EXTRACT TO READ:
----------

# Help for knowing your subtypes/instinctual variants



## zallla (Oct 11, 2011)

*Short introduction*We are using all of these, self-preservation, sexual and social instinct, but just tend to use some of them more than others. So the strenghts and the order of these is what matters.
​*Self-preservation (sp)*


preoccupied with your own survival
having an ongoing search for well-being and focus on the self and your own world
defining yourself in terms of the survival and physical well-being - _"What are my physical needs and desires?"_

desire for material security --> focus on food, shelter, physical safety, your home
projecting conserved energy, grounded, somber, heavy, serious
solving problems by looking inward - _"I'm on my own."_

strengths: good at life-management skills
weaknesses: emphasizing survival, forgetting to live


*Sexual/intimate/one-to-one (sx)*



preoccupied with one-to-one relationships
defining yourself in terms of the mate and the relationship - _"How am I perceived by my partner?"_

desire for being desirable and finding/being with a mate, _"the other half"_, meeting friends one at a time and having special or mystical spiritual experiences

projecting intense energy, displaying strength and beauty
solving problems by looking to the mate - _"I cannot be whole without my other half."_

strengths: talent for one-to-one intimacy, deep friendships
weaknesses: high expectations and push-pull patterns of relationships, the risk of becoming jealous, dependent, possessive and unrealistically romantic


*Social (so)*



preoccupied with groups of people
defining yourself in terms of the others - _"How am I perceived by the group?"_

having an ongoing search for groups, there are safety and security in numbers

desire for community, recognition, popularity, honor, status and social acceptance
projecting split energy, more scattered and superficial, to make a good impression
solving problems by looking outward - _"My value depends on the opinion of the group."_

strengths: gregarious people-person, serving the group, working for common good
weaknesses: losing yourself in the group, unable to be alone, prone to conflicts about the desires of the group and your own


*There is a list of questions (I found them in here), answer yes/no and compare the scores. For example, if you get 10 for self-preservation, 7 for social and 3 for sexual, your subtypes are sp/so/sx.*


*Self -preservation*

1. Do you tend to save money and are cautious about spending it?
2. Are you security oriented? Ready to protect yourself, those close to you and your resources?
3. Are you fairly consistent? Like things known and regular? No big changes?
4. Do you dislike taking big risks unless it's a "sure" thing?
5. Are you fairly private? Not revealing too much to strangers?
6. Do you tend to be introverted?
7. Do you understand money? Securities? Investments?
8. Do you tend to plan for the future? Ready for emergencies?
9. Are you concerned about health? Safety? Comfort? Home? Hearth?
10. Are you worried about what may go wrong? Tend to imagine worse case scenarios?
11. Do you like things spelled out? Details? Exact information? Guarantees?
12. In relationships do you take care of others financially?



*Sexual*

1. Do you define yourself through a romantic or close partnership? Is closeness with another person of paramount importance?
2. Do you like intense energy, particularly in relating to people? Are you energized when you have a revealing conversation or engagement with another, particularly a special other?
3. Do you tend to focus more attention on close relationships than money?
4. Does money relate to how a partner will see you more than security for yourself?

----------

RECORDS FOR THIS EXERCISE:
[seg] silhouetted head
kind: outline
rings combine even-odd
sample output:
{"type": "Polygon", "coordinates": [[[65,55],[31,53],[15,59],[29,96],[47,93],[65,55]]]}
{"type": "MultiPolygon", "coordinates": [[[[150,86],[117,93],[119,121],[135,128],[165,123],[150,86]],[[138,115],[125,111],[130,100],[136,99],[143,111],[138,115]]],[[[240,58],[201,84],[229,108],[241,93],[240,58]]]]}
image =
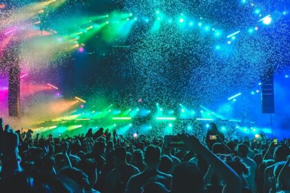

----------

INSTRUCTION 1:
Quote the records verbatim, leaving out any pictures.
INSTRUCTION 2:
Extend the forum post on instinctual variants from the point where it stops.
The forum post on instinctual variants and the records come from unrelated sources.

REPLY 1:
[seg] silhouetted head
kind: outline
rings combine even-odd
sample output:
{"type": "Polygon", "coordinates": [[[65,55],[31,53],[15,59],[29,96],[47,93],[65,55]]]}
{"type": "MultiPolygon", "coordinates": [[[[150,86],[117,93],[119,121],[135,128],[165,123],[150,86]],[[138,115],[125,111],[130,100],[136,99],[143,111],[138,115]]],[[[240,58],[201,84],[229,108],[241,93],[240,58]]]]}
image =

REPLY 2:
5. Are money and resources less for self and more to please an intimate other?
6. Does your attention go more to how well you relate to a partner or potential partner than to other concerns?
7. Would others describe you as dramatic? Do you like to go deep with things?
8. Do you tend to be in the moment and not think as much about the future or your future security?
9. Do you have an urge to merge? Do you "lose yourself" with an important other at times?
10. Do you like risk taking? New experiences? Tend to get bored without enough stimulation particularly in the area of relationships?
11. Are you focused more on connection with another and forget your own priorities?
12. Do you focus a lot on sexuality, romantic fantasies or mystical spiritual experiences?



*Social*

1. Do you need or really like social validation?
2. Is social image important to you?
3. Do you have desires/fantasies of being rewarded in a social or public arena?
4. Do you think about your affect on others, groups, organizations, and the world?
5. Is it very important to you to look good in public, groups, work, and the world? Is name recognition important, either yours or others?
6. Are you upset if you don't get enough validation, reward for the hard and creative work you do in a social context or for a social cause?
7. Are you involved in groups, organizations and team oriented activities?
8. Is belonging to special groups or being a leader of a group important to you?
9. Are you strongly upset if you feel not included or rejected by a group or family or not invited to a social event?
10. Do you make your money through your association with groups affecting a large number of people?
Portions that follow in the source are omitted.